• Exercise instructions: Write out the stretch of lines below that begins at the line with "Would you kindly mark the flag in" and ends at the line with "Would you kindly mark the car wheel", including both, exactly as given and nothing more.

[Opening Materials provided section]

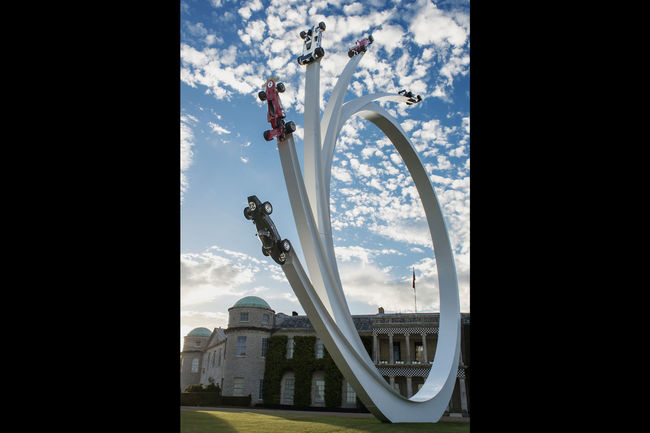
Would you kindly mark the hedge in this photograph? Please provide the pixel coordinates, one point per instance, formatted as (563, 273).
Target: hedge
(203, 398)
(303, 364)
(200, 398)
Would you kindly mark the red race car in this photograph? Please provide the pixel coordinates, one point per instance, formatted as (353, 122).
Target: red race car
(360, 47)
(275, 114)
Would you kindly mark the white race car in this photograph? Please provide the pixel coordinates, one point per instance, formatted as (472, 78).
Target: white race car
(311, 49)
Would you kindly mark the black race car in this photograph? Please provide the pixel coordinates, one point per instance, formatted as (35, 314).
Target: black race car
(272, 245)
(413, 99)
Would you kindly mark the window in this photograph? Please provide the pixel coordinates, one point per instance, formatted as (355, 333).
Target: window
(287, 391)
(396, 352)
(265, 346)
(419, 352)
(350, 395)
(290, 345)
(238, 387)
(241, 346)
(319, 391)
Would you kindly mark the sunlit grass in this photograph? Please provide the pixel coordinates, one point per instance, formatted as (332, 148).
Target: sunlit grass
(249, 422)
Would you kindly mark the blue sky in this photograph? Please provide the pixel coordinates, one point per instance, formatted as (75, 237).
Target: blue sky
(228, 49)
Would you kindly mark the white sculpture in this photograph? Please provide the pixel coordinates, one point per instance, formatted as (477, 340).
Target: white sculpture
(321, 296)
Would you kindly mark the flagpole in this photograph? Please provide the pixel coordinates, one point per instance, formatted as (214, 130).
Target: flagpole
(414, 293)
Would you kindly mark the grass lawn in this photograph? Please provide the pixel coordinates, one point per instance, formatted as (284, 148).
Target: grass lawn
(197, 421)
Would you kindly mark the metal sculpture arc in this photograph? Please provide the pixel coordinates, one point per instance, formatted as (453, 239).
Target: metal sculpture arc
(320, 293)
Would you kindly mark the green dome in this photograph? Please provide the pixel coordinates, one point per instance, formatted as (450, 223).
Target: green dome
(200, 332)
(252, 301)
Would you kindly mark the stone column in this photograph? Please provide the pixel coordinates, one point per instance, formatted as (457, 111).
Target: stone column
(409, 387)
(375, 348)
(424, 347)
(408, 349)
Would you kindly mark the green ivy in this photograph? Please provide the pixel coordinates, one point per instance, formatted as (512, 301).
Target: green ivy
(303, 364)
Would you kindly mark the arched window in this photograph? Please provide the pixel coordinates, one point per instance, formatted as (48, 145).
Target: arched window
(286, 388)
(318, 389)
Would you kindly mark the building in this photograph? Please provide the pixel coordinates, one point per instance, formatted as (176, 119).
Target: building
(261, 348)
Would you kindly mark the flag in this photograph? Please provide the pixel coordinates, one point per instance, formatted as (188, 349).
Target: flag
(413, 278)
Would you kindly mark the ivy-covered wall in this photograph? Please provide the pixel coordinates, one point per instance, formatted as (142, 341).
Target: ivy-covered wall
(303, 364)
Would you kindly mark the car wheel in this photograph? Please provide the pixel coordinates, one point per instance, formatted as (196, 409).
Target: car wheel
(290, 128)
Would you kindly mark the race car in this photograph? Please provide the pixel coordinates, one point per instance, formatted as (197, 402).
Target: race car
(275, 114)
(413, 99)
(272, 245)
(311, 49)
(361, 46)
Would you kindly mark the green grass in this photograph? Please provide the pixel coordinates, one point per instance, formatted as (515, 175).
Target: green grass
(248, 422)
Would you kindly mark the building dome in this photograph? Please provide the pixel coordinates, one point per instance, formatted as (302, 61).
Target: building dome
(252, 301)
(200, 332)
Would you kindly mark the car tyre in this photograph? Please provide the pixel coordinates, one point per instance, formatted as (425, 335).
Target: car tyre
(290, 128)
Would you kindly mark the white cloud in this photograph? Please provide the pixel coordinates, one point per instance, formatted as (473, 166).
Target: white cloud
(430, 25)
(389, 37)
(214, 273)
(187, 142)
(247, 10)
(218, 129)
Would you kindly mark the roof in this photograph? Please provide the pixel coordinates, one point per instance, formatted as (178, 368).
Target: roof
(361, 323)
(252, 301)
(200, 332)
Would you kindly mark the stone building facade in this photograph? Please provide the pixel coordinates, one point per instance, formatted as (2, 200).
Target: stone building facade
(403, 349)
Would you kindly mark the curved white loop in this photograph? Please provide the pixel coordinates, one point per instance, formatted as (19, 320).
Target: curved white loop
(322, 296)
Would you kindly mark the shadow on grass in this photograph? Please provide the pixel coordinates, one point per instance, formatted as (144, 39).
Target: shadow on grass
(250, 422)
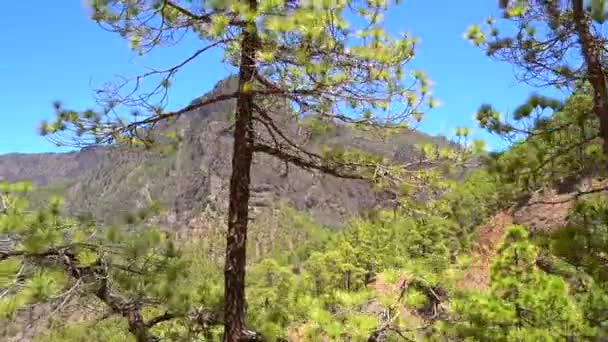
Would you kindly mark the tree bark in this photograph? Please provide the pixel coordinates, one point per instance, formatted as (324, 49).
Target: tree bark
(595, 72)
(238, 211)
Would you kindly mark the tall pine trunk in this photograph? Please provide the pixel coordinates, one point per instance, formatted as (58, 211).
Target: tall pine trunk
(238, 212)
(595, 71)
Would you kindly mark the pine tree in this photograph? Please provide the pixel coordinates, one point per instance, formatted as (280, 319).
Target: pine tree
(524, 304)
(297, 59)
(128, 272)
(556, 43)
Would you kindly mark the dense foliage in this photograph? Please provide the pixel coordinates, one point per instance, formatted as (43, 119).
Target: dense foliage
(386, 275)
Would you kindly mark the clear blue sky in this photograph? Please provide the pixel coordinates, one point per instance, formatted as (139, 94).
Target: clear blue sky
(54, 51)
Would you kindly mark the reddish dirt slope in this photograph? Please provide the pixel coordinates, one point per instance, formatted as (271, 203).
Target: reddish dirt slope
(477, 275)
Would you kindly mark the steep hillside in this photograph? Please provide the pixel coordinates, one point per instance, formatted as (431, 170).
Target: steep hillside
(110, 181)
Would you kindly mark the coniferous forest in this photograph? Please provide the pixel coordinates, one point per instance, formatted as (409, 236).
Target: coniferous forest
(296, 201)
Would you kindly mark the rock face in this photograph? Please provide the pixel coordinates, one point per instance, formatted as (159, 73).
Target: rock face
(194, 179)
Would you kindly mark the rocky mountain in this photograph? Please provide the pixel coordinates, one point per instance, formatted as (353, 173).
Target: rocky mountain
(109, 182)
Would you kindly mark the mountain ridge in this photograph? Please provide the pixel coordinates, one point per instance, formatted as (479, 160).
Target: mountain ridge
(105, 181)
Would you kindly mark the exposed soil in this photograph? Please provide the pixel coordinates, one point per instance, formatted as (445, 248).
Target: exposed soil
(477, 275)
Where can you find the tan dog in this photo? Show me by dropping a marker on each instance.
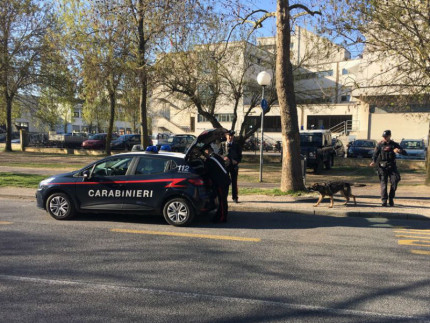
(331, 188)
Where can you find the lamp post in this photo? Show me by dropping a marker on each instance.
(263, 79)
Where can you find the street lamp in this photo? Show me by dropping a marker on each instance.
(263, 79)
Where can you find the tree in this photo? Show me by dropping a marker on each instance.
(23, 26)
(395, 35)
(150, 22)
(101, 41)
(291, 165)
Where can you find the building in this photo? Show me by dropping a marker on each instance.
(333, 91)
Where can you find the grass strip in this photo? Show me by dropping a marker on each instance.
(20, 180)
(269, 192)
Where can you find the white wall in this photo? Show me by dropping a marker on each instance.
(402, 125)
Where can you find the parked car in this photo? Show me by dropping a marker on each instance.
(362, 148)
(66, 140)
(179, 143)
(125, 142)
(170, 184)
(316, 145)
(415, 148)
(97, 141)
(338, 147)
(160, 139)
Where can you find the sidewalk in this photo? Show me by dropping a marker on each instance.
(412, 202)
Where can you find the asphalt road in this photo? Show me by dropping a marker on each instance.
(259, 267)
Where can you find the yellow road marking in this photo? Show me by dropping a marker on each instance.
(420, 252)
(190, 235)
(412, 243)
(416, 237)
(414, 231)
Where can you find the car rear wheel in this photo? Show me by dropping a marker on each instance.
(318, 166)
(178, 212)
(329, 162)
(60, 207)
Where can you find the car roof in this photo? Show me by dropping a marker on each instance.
(161, 153)
(315, 131)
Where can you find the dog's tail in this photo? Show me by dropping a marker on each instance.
(358, 185)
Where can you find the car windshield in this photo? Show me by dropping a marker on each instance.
(97, 137)
(412, 144)
(310, 139)
(364, 143)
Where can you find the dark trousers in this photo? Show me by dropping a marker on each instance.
(222, 194)
(385, 174)
(234, 172)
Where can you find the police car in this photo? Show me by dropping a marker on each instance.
(171, 184)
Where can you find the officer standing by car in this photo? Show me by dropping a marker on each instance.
(232, 153)
(385, 158)
(217, 172)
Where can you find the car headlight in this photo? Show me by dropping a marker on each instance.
(45, 182)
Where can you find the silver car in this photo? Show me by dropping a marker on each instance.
(415, 148)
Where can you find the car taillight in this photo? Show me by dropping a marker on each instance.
(196, 181)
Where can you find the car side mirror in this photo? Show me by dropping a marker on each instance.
(86, 174)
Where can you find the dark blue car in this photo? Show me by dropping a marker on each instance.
(361, 148)
(171, 184)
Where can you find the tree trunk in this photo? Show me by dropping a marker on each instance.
(112, 100)
(9, 100)
(144, 140)
(291, 165)
(428, 160)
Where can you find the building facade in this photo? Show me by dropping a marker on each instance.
(333, 91)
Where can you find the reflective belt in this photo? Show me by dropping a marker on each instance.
(219, 164)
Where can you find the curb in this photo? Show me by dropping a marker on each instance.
(322, 212)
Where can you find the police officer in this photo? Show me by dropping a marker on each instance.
(385, 158)
(232, 153)
(217, 172)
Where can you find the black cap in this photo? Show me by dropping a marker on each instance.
(386, 133)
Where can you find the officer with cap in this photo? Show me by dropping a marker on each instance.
(232, 153)
(384, 157)
(217, 172)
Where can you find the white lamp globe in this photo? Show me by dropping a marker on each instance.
(264, 78)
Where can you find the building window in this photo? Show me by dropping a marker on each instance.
(222, 117)
(312, 75)
(345, 98)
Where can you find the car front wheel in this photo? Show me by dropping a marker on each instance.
(178, 212)
(60, 207)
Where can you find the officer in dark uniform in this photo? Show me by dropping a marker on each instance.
(217, 172)
(384, 157)
(232, 153)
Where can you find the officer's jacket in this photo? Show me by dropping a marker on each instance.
(384, 152)
(232, 150)
(216, 170)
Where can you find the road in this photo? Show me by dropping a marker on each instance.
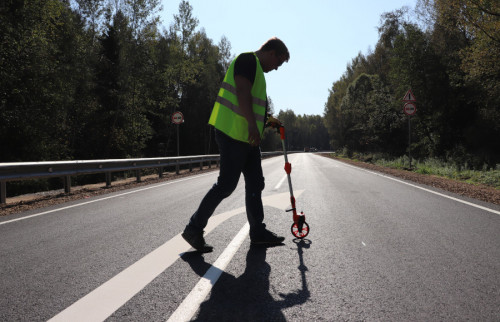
(380, 249)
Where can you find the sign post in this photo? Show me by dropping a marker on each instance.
(410, 108)
(177, 119)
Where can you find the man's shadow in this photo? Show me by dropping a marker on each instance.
(247, 297)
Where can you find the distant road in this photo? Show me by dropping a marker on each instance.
(380, 248)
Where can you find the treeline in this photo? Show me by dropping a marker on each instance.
(449, 56)
(302, 132)
(91, 79)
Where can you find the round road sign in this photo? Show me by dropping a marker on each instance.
(177, 118)
(410, 108)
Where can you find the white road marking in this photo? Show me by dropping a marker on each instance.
(105, 198)
(99, 304)
(428, 190)
(192, 302)
(280, 183)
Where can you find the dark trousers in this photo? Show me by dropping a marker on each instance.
(235, 158)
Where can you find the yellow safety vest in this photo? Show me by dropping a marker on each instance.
(227, 115)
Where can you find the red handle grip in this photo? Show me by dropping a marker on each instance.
(282, 132)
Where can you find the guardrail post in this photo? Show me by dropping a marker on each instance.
(108, 179)
(3, 192)
(67, 184)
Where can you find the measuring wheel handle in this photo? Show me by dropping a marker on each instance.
(300, 228)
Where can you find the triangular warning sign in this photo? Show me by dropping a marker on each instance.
(409, 97)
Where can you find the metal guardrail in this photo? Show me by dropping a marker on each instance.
(18, 171)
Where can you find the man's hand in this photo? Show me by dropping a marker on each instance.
(253, 134)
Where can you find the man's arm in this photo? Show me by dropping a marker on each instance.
(244, 94)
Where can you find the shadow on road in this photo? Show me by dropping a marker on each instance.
(248, 297)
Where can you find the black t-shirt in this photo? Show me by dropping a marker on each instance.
(246, 65)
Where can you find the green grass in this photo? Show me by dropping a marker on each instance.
(489, 177)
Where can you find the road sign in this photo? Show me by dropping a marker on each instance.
(409, 97)
(177, 118)
(410, 108)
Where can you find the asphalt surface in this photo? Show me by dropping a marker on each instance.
(379, 249)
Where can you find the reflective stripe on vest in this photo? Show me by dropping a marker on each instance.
(227, 115)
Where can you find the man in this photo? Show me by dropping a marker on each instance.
(239, 115)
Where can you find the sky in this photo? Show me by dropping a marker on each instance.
(322, 36)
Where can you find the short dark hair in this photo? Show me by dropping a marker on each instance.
(278, 46)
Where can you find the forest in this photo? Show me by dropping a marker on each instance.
(97, 79)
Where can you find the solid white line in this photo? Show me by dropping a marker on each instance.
(428, 190)
(192, 302)
(99, 304)
(104, 198)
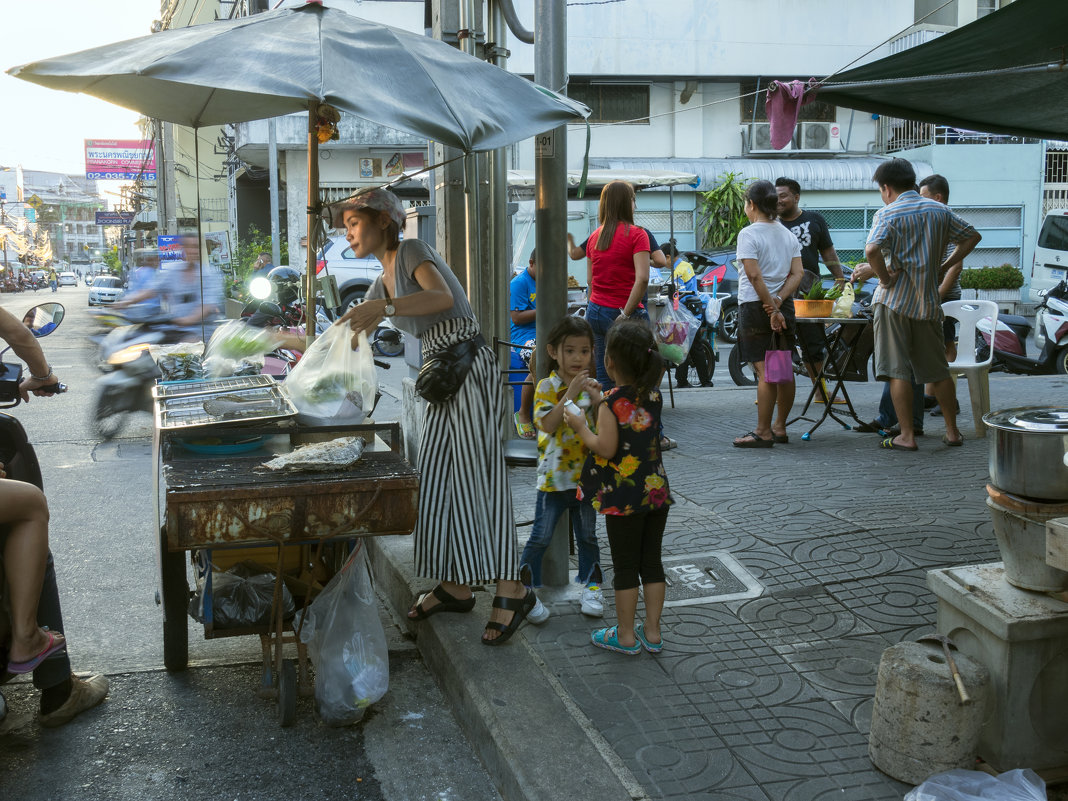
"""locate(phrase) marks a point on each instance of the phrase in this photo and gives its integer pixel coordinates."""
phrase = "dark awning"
(1002, 74)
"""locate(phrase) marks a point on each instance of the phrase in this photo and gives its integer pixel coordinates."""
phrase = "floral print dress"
(633, 481)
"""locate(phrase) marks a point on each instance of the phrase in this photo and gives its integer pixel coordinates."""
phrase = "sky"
(45, 128)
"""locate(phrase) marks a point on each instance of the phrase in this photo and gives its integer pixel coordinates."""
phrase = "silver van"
(1051, 253)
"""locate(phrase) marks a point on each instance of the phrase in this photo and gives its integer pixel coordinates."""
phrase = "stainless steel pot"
(1027, 455)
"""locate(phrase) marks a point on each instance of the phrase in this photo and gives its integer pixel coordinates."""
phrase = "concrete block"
(1022, 639)
(919, 724)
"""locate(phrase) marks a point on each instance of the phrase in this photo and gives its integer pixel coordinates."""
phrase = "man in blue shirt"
(523, 291)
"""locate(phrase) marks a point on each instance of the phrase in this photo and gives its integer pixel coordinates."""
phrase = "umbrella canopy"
(286, 60)
(1003, 74)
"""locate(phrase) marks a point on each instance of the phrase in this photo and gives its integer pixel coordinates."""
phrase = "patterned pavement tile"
(869, 785)
(809, 616)
(854, 555)
(788, 741)
(838, 669)
(889, 601)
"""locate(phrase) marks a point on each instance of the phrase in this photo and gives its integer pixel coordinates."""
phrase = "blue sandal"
(652, 647)
(608, 639)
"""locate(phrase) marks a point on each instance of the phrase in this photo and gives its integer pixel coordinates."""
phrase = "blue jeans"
(888, 417)
(547, 512)
(600, 319)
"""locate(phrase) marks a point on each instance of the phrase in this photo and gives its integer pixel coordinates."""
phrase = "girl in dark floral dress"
(624, 476)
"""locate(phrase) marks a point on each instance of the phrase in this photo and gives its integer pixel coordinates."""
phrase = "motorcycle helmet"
(286, 283)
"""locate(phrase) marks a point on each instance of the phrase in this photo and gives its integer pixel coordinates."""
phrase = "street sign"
(114, 218)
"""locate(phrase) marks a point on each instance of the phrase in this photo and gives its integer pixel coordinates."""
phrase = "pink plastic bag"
(779, 364)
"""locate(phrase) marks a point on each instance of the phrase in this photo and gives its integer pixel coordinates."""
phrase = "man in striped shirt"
(905, 249)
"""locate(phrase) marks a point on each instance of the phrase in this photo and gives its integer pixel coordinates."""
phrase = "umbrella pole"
(311, 312)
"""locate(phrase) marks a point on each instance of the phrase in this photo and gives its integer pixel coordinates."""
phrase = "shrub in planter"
(1005, 277)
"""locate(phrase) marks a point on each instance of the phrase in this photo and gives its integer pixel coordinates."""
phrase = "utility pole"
(550, 221)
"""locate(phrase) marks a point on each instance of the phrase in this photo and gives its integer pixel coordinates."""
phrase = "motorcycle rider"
(189, 296)
(30, 570)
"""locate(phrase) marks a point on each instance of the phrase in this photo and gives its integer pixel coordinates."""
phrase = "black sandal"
(519, 608)
(446, 603)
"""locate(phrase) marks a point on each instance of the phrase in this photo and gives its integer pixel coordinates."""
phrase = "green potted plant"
(1000, 284)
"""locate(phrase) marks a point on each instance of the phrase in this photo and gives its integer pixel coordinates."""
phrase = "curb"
(522, 724)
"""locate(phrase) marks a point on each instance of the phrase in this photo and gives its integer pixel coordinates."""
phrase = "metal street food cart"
(215, 500)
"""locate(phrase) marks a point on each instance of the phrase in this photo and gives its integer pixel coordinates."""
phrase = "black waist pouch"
(444, 372)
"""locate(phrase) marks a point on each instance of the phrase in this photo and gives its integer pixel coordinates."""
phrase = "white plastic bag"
(332, 381)
(844, 305)
(347, 644)
(974, 785)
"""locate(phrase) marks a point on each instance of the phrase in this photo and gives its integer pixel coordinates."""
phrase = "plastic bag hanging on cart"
(332, 381)
(347, 644)
(674, 331)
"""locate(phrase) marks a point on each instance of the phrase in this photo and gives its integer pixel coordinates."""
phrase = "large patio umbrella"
(299, 58)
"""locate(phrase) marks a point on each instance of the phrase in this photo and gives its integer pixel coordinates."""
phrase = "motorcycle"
(1010, 338)
(129, 373)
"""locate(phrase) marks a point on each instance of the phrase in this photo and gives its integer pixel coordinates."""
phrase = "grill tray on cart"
(182, 405)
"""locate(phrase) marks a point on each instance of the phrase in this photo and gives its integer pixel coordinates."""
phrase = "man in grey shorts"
(905, 249)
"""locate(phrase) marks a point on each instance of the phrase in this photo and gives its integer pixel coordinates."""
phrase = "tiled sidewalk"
(770, 697)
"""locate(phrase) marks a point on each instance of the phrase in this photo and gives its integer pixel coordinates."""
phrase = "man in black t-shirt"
(812, 231)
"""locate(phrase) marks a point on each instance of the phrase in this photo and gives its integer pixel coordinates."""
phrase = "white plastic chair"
(969, 313)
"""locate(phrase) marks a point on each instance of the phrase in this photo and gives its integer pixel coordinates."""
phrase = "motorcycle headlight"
(128, 354)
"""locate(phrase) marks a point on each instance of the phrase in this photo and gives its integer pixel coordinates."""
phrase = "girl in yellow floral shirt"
(625, 478)
(560, 458)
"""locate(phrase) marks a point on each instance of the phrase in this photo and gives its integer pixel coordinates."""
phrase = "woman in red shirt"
(618, 268)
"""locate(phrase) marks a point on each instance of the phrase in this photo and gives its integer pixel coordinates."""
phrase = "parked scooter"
(1010, 339)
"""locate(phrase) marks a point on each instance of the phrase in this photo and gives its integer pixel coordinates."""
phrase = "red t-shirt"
(613, 269)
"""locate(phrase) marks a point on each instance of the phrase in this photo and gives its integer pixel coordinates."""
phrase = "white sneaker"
(539, 613)
(593, 601)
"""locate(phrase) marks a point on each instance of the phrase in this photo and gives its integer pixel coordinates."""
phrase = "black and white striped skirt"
(465, 532)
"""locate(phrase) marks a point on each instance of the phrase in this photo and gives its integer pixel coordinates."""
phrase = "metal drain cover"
(707, 578)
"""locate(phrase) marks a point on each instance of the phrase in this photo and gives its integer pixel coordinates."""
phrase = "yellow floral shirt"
(561, 454)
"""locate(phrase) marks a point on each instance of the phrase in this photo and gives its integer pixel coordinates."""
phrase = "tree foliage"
(722, 211)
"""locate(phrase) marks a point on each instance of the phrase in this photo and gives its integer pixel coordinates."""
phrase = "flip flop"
(754, 442)
(525, 430)
(56, 644)
(448, 603)
(649, 646)
(891, 445)
(609, 640)
(519, 608)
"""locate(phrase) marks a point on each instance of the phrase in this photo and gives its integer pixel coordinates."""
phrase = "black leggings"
(635, 542)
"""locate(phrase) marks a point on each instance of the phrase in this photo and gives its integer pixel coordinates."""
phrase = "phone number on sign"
(120, 175)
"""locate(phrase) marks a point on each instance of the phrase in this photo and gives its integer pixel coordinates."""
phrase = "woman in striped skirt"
(465, 534)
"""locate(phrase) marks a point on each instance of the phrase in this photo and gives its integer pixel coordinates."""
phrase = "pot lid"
(1037, 419)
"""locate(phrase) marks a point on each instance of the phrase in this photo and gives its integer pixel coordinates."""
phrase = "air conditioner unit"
(819, 137)
(759, 139)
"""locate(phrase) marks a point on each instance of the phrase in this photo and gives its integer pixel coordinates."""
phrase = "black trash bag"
(241, 597)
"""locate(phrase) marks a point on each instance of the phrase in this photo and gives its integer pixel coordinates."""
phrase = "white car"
(354, 275)
(105, 289)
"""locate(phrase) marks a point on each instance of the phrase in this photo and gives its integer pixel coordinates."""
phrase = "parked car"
(105, 289)
(354, 276)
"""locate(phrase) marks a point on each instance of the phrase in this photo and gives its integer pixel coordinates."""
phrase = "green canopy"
(1003, 74)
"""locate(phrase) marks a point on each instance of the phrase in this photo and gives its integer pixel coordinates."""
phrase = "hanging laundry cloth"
(783, 107)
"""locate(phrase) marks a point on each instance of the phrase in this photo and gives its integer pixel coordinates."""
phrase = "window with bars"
(613, 103)
(1056, 167)
(818, 112)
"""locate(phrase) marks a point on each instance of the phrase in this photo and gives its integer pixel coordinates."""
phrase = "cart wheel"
(287, 693)
(175, 592)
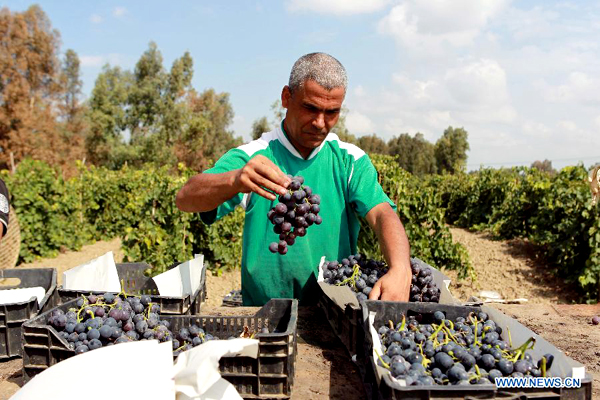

[Closing Materials provided section]

• Exercise solution:
Would you kindly mark the flag in this photograph? Please provide the pixel coordinates, one point per instance, formatted as (188, 349).
Target: flag
(413, 278)
Would you kindly mark the ivy-covered wall in this photograph? Please provide the pixel coordinates, one point per instance, formatted as (142, 341).
Target: ivy-covered wall
(303, 364)
Would you kindly mark the car wheel in this photograph? Please provide the pixel coordinates, one point per instance, formatted as (196, 409).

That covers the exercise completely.